►

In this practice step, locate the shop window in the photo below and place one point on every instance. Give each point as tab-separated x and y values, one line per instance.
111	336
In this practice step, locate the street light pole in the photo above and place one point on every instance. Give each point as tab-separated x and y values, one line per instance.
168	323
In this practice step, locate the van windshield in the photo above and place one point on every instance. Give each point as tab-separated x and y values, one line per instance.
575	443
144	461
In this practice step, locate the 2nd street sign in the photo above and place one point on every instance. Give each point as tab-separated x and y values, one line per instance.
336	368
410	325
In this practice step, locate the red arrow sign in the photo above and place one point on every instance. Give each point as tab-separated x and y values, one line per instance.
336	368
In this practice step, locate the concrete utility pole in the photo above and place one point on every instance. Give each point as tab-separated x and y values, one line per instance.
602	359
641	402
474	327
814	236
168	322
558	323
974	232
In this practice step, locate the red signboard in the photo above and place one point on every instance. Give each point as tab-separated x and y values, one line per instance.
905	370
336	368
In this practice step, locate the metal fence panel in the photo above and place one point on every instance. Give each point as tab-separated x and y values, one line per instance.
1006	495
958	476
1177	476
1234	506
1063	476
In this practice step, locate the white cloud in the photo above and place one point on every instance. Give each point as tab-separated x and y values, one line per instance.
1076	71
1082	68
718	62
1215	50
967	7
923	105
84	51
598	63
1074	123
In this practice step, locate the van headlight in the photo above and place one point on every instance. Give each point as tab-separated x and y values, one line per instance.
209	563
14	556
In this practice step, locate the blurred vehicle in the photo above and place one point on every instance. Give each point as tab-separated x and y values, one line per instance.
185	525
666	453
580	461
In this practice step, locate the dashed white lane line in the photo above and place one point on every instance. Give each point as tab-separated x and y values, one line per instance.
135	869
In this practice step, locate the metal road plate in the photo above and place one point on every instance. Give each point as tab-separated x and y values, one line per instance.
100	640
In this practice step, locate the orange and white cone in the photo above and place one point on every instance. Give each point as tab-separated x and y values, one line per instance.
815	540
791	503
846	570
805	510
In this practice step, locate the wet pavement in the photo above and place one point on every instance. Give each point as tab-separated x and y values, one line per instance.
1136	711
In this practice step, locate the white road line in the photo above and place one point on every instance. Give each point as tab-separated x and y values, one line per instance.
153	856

◄

- Given exercise:
All of the records must be retyped exactly as they are.

- Expected answer:
In this practice step, locate the shop window in the photo below and place one point on every instance. Give each point as tab-separated x and y values, one line per instance.
111	336
In this practice step, locate the street light pole in the photo above and place one point on every instance. Give each point as tab-separated x and y values, one line per instance.
168	323
In this practice step, locate the van windshield in the photo above and place one point on every instance. Give each point as tab-separated x and y values, one line per instance.
575	443
144	461
In this practice step, locate the 2nd street sign in the photo above and place one point on every instance. Give each point as tab-separated x and y values, one line per instance.
336	368
410	325
In this practice step, locate the red arrow sign in the photo above and place one point on every instance. Give each point as tab-separated x and y values, one line per instance.
336	368
In this practice step, locate the concrete utility pole in the photo above and place one point on every instance. Give each point as tab-separated x and y values, one line per instance.
602	359
641	402
474	327
814	236
168	322
558	323
974	232
In this practice step, locate the red signboard in the photo above and place one point on every instance. Give each point as tab-separated x and y values, one line per instance.
905	370
336	368
In this practice step, locate the metal fence panel in the photo above and place one point on every instance. Give each point as tab-separated x and y values, one line per instance.
1006	495
958	476
1177	476
1234	506
1063	476
In this practice step, locate the white cloud in the photo above and place one point on every instance. Give each point as tab-separated x and y values, one line per instance.
1076	71
1082	68
718	62
1215	50
967	7
923	105
84	51
598	63
1074	123
In this practice step, locate the van headlight in the photo above and place one point on every instance. Give each point as tab-separated x and y values, one line per instance.
209	563
14	556
In this practice step, locate the blurred vehicle in the photo above and place one point on every instance. Give each point as tab-separated x and y values, one line per instance.
185	525
666	453
580	461
In this practice step, locate the dashed white lane line in the photo above and place one point on every instance. Give each point as tab-separated x and y values, one line per instance.
135	869
In this practice step, locate the metal road plate in the photo above and place one point on every instance. Give each point as tab-separated x and y values, one line per instance.
100	640
In this practice step, locate the orange and white cone in the photo above and place one point on every instance. Give each point as tab-separated x and y values, one line per instance.
815	540
791	503
846	570
805	510
In this practice step, locate the wet pavement in the photo above and place one point on every instance. Give each point as tab-separated x and y values, one line per instance.
1136	711
In this practice step, locate the white road line in the photo above and place one point on every instance. Give each point as tab-separated x and y values, one line per instance.
153	856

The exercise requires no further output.